● **To do**
• 1. Answer these questions from the article on the Zurich Classic of New Orleans:
(a) What yardage and par was TPC Louisiana's 16th hole set up as on Sunday?
(b) What did Rahm and Palmer eat to toast each birdie during the week?
(c) Who was Billy Horschel's partner when he won in 2018?
• 2. Quote the passage of the article on the Zurich Classic of New Orleans starting at "So, Rahm dutifully" and ending at "the affable Palmer.".

They set up TPC Louisiana’s 16th as a drivable, 306-yard par-4 Sunday, a hole designed to inject nerve-jangling drama into the closing act of the Zurich Classic of New Orleans.
But with a three-stroke lead in hand, Jon Rahm found a 7-iron in his hands instead of the driver he wanted to hit.
“I’m going to go ahead and say I was held up by three people,” Rahm said, “because all I had in my mind was driver.”
The three wise men wielding their veto power: Rahm’s playing partner Ryan Palmer and their two caddies.
“I wouldn’t let him” hit it, Palmer said.
So, Rahm dutifully piped a 176-yard 7-iron down the fairway. Standing behind his talented young teammate, Palmer smiled, the smile of a man who knew he was minutes away from ending his nine-year PGA Tour winning drought.
That moment typified what ultimately made a win by this unlikely autumn-spring pairing of the 42-year old Palmer and the 24-year old Rahm as inevitable as death and taxes. Rahm’s brash young can’t-miss talent proved a perfect compliment to the steady, law partner-like counsel of the affable Palmer.
Apologies to their former Zurich Classic partners, Jordan Spieth, who skipped the Zurich after teaming with fellow Texan Palmer the past two years and Wesley Bryan, who played here with Rahm last year but recently underwent shoulder surgery. But as celebrated duos go, these guys go together like Abbott and Costello, Batman and Robin, Holmes and Watson. Heck, the real Holmes and Watson — J.B. and Bubba, who tied for 34th — wish they could have been as Sherlock Holmes and Dr. Watson as Rahm and Palmer were.
“I can say Jordan and Wesley, sorry, we already have a partner for next year,” Rahm said beaming.
Palmer beamed as well, sitting beside Rahm draped in Mardi Gras beads and tossing bags of Skittles into the interview room like carnival doubloons — the two toasted each birdie this week by munching a Skittle as a motivational treat. He looked like Ed Orgeron after he lands a commitment from a five-star prospect.
“You can tell he’s destined for great things in this game, that’s for sure,” Palmer said. “I’ll take him any day I can.”
As for the Zurich Classic itself, it is a huge plus to have Rahm as one of its champions, someone it can count on to return to play in New Orleans for years to come.
With apologies to Billy Horschel, a former FedEx Cup champion who won with Scott Piercy in 2018, Rahm is the biggest name to win here since the tournament went to team play three years ago. Rahm is one of those players whose every move is closely tracked in the world of golf, another boundless, passionate Spaniard in the tradition of Seve Ballesteros and Jose Maria Olazabal and Sergio Garcia (runner-up with Tommy Fleetwood) who is pegged for multiple major greatness before his career is done.
On the PGA Tour, the players compete in tournaments and the tournaments compete for players. Non-majors like the Zurich have to fight to lure the big names into their fields, now more than ever with the compressed schedule that ends with the Tour Championship in late August. The Zurich’s hook is New Orleans’ food and culture and the tournament’s relaxed buddy system, a welcome antithesis to the Masters and PGA Championship pressure cookers that bracket this event a couple weeks before and after.
So good on the Zurich and on Palmer, a PGA Tour good guy whose wife Jennifer is recovering from breast cancer (she and son Mason flew in from Dallas for the final round) and who established a fund to help junior golfers play for tournament fees and dues.
Palmer paid a lot of dues before getting back in the winner’s circle. Now it’s hard to say who was the bigger winner, the Palmer/Rahm team or the tournament itself.

● **Information supplied**

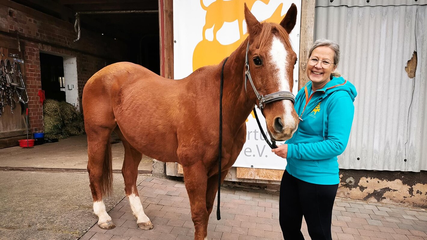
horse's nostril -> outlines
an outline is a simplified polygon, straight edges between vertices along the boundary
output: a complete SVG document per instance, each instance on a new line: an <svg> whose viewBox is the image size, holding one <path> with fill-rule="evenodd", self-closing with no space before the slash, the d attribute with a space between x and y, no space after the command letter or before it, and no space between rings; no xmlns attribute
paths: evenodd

● **Results for the exercise**
• 1.
(a) A drivable, 306-yard par-4.
(b) A Skittle.
(c) Scott Piercy.

• 2.
So, Rahm dutifully piped a 176-yard 7-iron down the fairway. Standing behind his talented young teammate, Palmer smiled, the smile of a man who knew he was minutes away from ending his nine-year PGA Tour winning drought.
That moment typified what ultimately made a win by this unlikely autumn-spring pairing of the 42-year old Palmer and the 24-year old Rahm as inevitable as death and taxes. Rahm’s brash young can’t-miss talent proved a perfect compliment to the steady, law partner-like counsel of the affable Palmer.